Stored records:
════════════════
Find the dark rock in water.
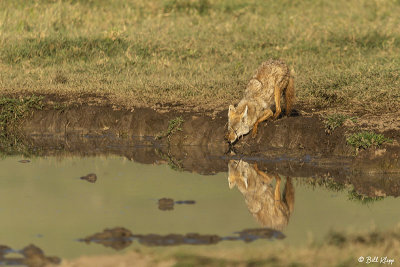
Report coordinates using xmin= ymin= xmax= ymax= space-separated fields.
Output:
xmin=81 ymin=173 xmax=97 ymax=183
xmin=237 ymin=228 xmax=286 ymax=242
xmin=158 ymin=198 xmax=175 ymax=210
xmin=0 ymin=244 xmax=61 ymax=267
xmin=79 ymin=227 xmax=133 ymax=250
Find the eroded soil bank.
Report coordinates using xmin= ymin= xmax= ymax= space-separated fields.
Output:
xmin=14 ymin=106 xmax=400 ymax=196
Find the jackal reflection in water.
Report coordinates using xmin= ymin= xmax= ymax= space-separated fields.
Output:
xmin=228 ymin=160 xmax=294 ymax=230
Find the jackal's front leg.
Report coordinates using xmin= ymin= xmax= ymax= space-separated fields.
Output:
xmin=274 ymin=85 xmax=282 ymax=120
xmin=251 ymin=109 xmax=274 ymax=138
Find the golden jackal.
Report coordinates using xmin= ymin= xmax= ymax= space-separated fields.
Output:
xmin=228 ymin=160 xmax=294 ymax=230
xmin=227 ymin=60 xmax=295 ymax=143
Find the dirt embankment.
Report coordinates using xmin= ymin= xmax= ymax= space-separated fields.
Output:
xmin=21 ymin=103 xmax=400 ymax=172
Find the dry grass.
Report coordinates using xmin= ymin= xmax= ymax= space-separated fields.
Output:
xmin=0 ymin=0 xmax=400 ymax=112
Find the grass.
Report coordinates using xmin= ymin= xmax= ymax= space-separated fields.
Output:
xmin=348 ymin=189 xmax=384 ymax=204
xmin=0 ymin=95 xmax=43 ymax=156
xmin=346 ymin=131 xmax=393 ymax=151
xmin=0 ymin=0 xmax=400 ymax=113
xmin=0 ymin=95 xmax=43 ymax=137
xmin=324 ymin=113 xmax=356 ymax=134
xmin=156 ymin=116 xmax=184 ymax=141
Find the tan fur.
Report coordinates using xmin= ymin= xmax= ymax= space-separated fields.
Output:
xmin=227 ymin=60 xmax=295 ymax=143
xmin=228 ymin=160 xmax=294 ymax=230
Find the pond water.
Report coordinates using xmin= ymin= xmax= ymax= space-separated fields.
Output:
xmin=0 ymin=156 xmax=400 ymax=258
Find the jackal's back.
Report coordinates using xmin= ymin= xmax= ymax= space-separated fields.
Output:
xmin=245 ymin=59 xmax=290 ymax=103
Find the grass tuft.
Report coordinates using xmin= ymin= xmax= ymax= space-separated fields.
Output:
xmin=324 ymin=113 xmax=356 ymax=134
xmin=346 ymin=131 xmax=393 ymax=151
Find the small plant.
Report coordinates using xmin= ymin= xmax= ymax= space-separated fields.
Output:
xmin=324 ymin=113 xmax=356 ymax=134
xmin=156 ymin=116 xmax=184 ymax=141
xmin=346 ymin=131 xmax=393 ymax=151
xmin=0 ymin=95 xmax=43 ymax=136
xmin=0 ymin=95 xmax=43 ymax=156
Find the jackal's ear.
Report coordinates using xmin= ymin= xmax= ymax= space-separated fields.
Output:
xmin=242 ymin=105 xmax=248 ymax=119
xmin=228 ymin=105 xmax=235 ymax=114
xmin=228 ymin=177 xmax=236 ymax=189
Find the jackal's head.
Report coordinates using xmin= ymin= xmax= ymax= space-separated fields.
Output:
xmin=227 ymin=105 xmax=250 ymax=143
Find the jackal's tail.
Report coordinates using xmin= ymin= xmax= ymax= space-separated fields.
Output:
xmin=285 ymin=77 xmax=296 ymax=116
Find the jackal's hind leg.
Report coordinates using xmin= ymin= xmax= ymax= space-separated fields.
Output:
xmin=273 ymin=85 xmax=282 ymax=120
xmin=274 ymin=174 xmax=281 ymax=201
xmin=251 ymin=109 xmax=273 ymax=138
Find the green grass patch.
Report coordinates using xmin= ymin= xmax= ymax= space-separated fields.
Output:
xmin=348 ymin=189 xmax=384 ymax=205
xmin=0 ymin=95 xmax=43 ymax=156
xmin=0 ymin=0 xmax=400 ymax=112
xmin=0 ymin=95 xmax=43 ymax=136
xmin=324 ymin=113 xmax=356 ymax=134
xmin=156 ymin=116 xmax=184 ymax=141
xmin=0 ymin=37 xmax=129 ymax=65
xmin=346 ymin=131 xmax=393 ymax=150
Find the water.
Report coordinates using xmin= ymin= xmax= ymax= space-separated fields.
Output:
xmin=0 ymin=157 xmax=400 ymax=259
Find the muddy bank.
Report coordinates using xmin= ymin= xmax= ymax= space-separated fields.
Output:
xmin=20 ymin=106 xmax=400 ymax=172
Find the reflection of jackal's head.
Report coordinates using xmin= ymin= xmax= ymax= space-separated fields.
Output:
xmin=227 ymin=105 xmax=250 ymax=143
xmin=228 ymin=160 xmax=294 ymax=230
xmin=228 ymin=160 xmax=249 ymax=189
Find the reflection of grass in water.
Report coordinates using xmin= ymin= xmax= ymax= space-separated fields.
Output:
xmin=156 ymin=116 xmax=184 ymax=141
xmin=156 ymin=149 xmax=183 ymax=171
xmin=298 ymin=177 xmax=348 ymax=192
xmin=348 ymin=189 xmax=385 ymax=204
xmin=174 ymin=253 xmax=280 ymax=267
xmin=298 ymin=177 xmax=385 ymax=204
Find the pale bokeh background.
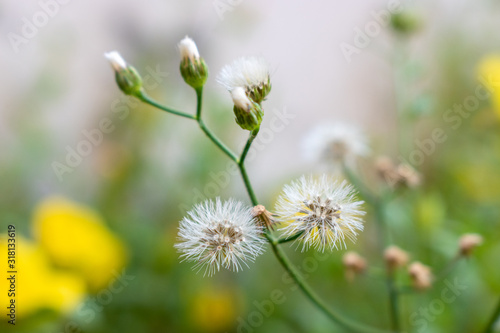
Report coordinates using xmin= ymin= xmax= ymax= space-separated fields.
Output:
xmin=0 ymin=0 xmax=498 ymax=197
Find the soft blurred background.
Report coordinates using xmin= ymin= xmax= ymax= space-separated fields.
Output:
xmin=0 ymin=0 xmax=500 ymax=333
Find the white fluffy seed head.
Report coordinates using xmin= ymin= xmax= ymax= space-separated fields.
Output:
xmin=275 ymin=175 xmax=365 ymax=251
xmin=302 ymin=123 xmax=370 ymax=166
xmin=231 ymin=87 xmax=252 ymax=111
xmin=104 ymin=51 xmax=127 ymax=72
xmin=178 ymin=36 xmax=200 ymax=62
xmin=175 ymin=198 xmax=265 ymax=275
xmin=217 ymin=57 xmax=270 ymax=91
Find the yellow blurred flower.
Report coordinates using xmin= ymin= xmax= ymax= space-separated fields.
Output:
xmin=478 ymin=55 xmax=500 ymax=117
xmin=33 ymin=197 xmax=126 ymax=292
xmin=191 ymin=289 xmax=238 ymax=332
xmin=0 ymin=234 xmax=87 ymax=317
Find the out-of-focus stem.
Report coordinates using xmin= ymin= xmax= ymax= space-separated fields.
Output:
xmin=484 ymin=300 xmax=500 ymax=333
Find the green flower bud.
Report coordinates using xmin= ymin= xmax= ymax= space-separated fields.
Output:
xmin=231 ymin=87 xmax=264 ymax=131
xmin=104 ymin=51 xmax=142 ymax=96
xmin=179 ymin=37 xmax=208 ymax=89
xmin=391 ymin=11 xmax=421 ymax=34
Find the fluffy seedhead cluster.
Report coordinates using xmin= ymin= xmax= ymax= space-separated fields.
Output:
xmin=276 ymin=176 xmax=364 ymax=250
xmin=176 ymin=198 xmax=264 ymax=275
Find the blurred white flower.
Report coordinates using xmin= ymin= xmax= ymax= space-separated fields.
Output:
xmin=178 ymin=36 xmax=200 ymax=62
xmin=302 ymin=123 xmax=369 ymax=167
xmin=175 ymin=198 xmax=265 ymax=275
xmin=275 ymin=175 xmax=365 ymax=251
xmin=217 ymin=57 xmax=271 ymax=103
xmin=104 ymin=51 xmax=127 ymax=72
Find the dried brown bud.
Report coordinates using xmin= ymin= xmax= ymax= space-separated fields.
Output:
xmin=408 ymin=261 xmax=432 ymax=290
xmin=252 ymin=205 xmax=276 ymax=230
xmin=459 ymin=234 xmax=483 ymax=257
xmin=384 ymin=245 xmax=409 ymax=269
xmin=342 ymin=251 xmax=367 ymax=281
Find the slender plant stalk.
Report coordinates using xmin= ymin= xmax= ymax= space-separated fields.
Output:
xmin=138 ymin=88 xmax=394 ymax=333
xmin=140 ymin=90 xmax=196 ymax=119
xmin=387 ymin=268 xmax=401 ymax=332
xmin=276 ymin=231 xmax=304 ymax=244
xmin=194 ymin=88 xmax=238 ymax=162
xmin=237 ymin=129 xmax=259 ymax=206
xmin=484 ymin=300 xmax=500 ymax=333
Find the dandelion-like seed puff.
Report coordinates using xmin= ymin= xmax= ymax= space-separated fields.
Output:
xmin=302 ymin=123 xmax=369 ymax=166
xmin=275 ymin=175 xmax=365 ymax=251
xmin=175 ymin=198 xmax=265 ymax=275
xmin=217 ymin=57 xmax=271 ymax=103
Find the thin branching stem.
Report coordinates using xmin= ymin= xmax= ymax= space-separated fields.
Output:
xmin=276 ymin=231 xmax=304 ymax=244
xmin=387 ymin=268 xmax=401 ymax=332
xmin=138 ymin=88 xmax=390 ymax=333
xmin=137 ymin=90 xmax=196 ymax=119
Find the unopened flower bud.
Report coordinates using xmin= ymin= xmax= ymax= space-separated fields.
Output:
xmin=459 ymin=234 xmax=483 ymax=257
xmin=252 ymin=205 xmax=276 ymax=230
xmin=231 ymin=87 xmax=264 ymax=131
xmin=104 ymin=51 xmax=142 ymax=96
xmin=179 ymin=36 xmax=208 ymax=89
xmin=408 ymin=261 xmax=432 ymax=290
xmin=391 ymin=11 xmax=421 ymax=34
xmin=384 ymin=245 xmax=409 ymax=269
xmin=342 ymin=251 xmax=367 ymax=281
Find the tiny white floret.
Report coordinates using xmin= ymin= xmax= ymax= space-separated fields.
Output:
xmin=178 ymin=36 xmax=200 ymax=62
xmin=104 ymin=51 xmax=127 ymax=72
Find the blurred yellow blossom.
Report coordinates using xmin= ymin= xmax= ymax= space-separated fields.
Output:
xmin=192 ymin=289 xmax=239 ymax=332
xmin=478 ymin=55 xmax=500 ymax=117
xmin=0 ymin=234 xmax=87 ymax=317
xmin=34 ymin=197 xmax=126 ymax=292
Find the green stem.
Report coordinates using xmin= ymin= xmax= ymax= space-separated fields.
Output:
xmin=236 ymin=128 xmax=259 ymax=206
xmin=140 ymin=90 xmax=196 ymax=119
xmin=387 ymin=269 xmax=401 ymax=332
xmin=137 ymin=88 xmax=387 ymax=333
xmin=276 ymin=231 xmax=304 ymax=244
xmin=434 ymin=254 xmax=462 ymax=282
xmin=484 ymin=301 xmax=500 ymax=333
xmin=194 ymin=87 xmax=238 ymax=163
xmin=195 ymin=87 xmax=203 ymax=119
xmin=266 ymin=233 xmax=387 ymax=333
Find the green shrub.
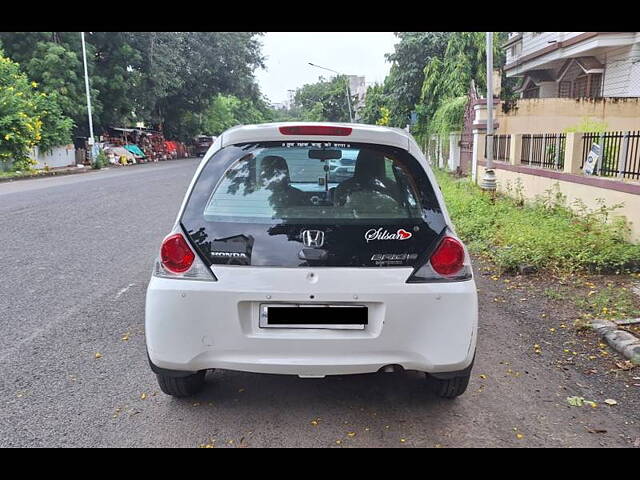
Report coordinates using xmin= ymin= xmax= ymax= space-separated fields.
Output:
xmin=435 ymin=171 xmax=640 ymax=272
xmin=91 ymin=150 xmax=109 ymax=170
════════════════
▸ The request
Swap "Find" for "Locate" in the stretch from the line containing "Find the golden jackal." through the line containing "xmin=228 ymin=177 xmax=236 ymax=189". Give only those lines again, with everything else left unchanged.

▸ Response
Locate the golden jackal.
Report coordinates using xmin= ymin= xmax= ymax= space-separated fields.
Output:
xmin=228 ymin=160 xmax=294 ymax=230
xmin=227 ymin=60 xmax=295 ymax=143
Locate the dirt embankment.
Report coordinates using xmin= ymin= xmax= ymax= space-separated fields.
Output:
xmin=21 ymin=103 xmax=400 ymax=172
Locate the dry grass.
Report coordinates using xmin= ymin= xmax= ymax= space-separated fields.
Output:
xmin=0 ymin=0 xmax=400 ymax=112
Locate the grass.
Report coordinates using xmin= ymin= xmax= ymax= space-separated fields.
Output:
xmin=348 ymin=189 xmax=384 ymax=204
xmin=0 ymin=95 xmax=43 ymax=156
xmin=346 ymin=131 xmax=393 ymax=151
xmin=0 ymin=0 xmax=400 ymax=113
xmin=0 ymin=95 xmax=43 ymax=137
xmin=324 ymin=113 xmax=356 ymax=134
xmin=156 ymin=116 xmax=184 ymax=141
Locate the tan fur.
Report coordinates using xmin= ymin= xmax= ymax= space-separated fields.
Output:
xmin=227 ymin=60 xmax=295 ymax=143
xmin=228 ymin=160 xmax=294 ymax=230
Locate the pond water.
Report coordinates using xmin= ymin= xmax= ymax= space-separated fields.
Output:
xmin=0 ymin=156 xmax=400 ymax=258
Locate the jackal's back.
Report coordinates using xmin= ymin= xmax= ymax= space-separated fields.
Output:
xmin=245 ymin=59 xmax=290 ymax=103
Locate the grass tuft.
Report coordinates using xmin= ymin= xmax= ymax= space-separated fields.
Output:
xmin=324 ymin=113 xmax=356 ymax=134
xmin=346 ymin=131 xmax=393 ymax=151
Locate the small plant.
Report coordinates using xmin= ymin= xmax= ymax= space-separated fields.
Output:
xmin=324 ymin=113 xmax=356 ymax=134
xmin=156 ymin=116 xmax=184 ymax=141
xmin=346 ymin=131 xmax=393 ymax=151
xmin=0 ymin=95 xmax=43 ymax=136
xmin=0 ymin=95 xmax=43 ymax=156
Locate the jackal's ear.
Report coordinates using xmin= ymin= xmax= ymax= space-separated fields.
Output:
xmin=242 ymin=105 xmax=248 ymax=119
xmin=228 ymin=105 xmax=235 ymax=114
xmin=228 ymin=177 xmax=236 ymax=189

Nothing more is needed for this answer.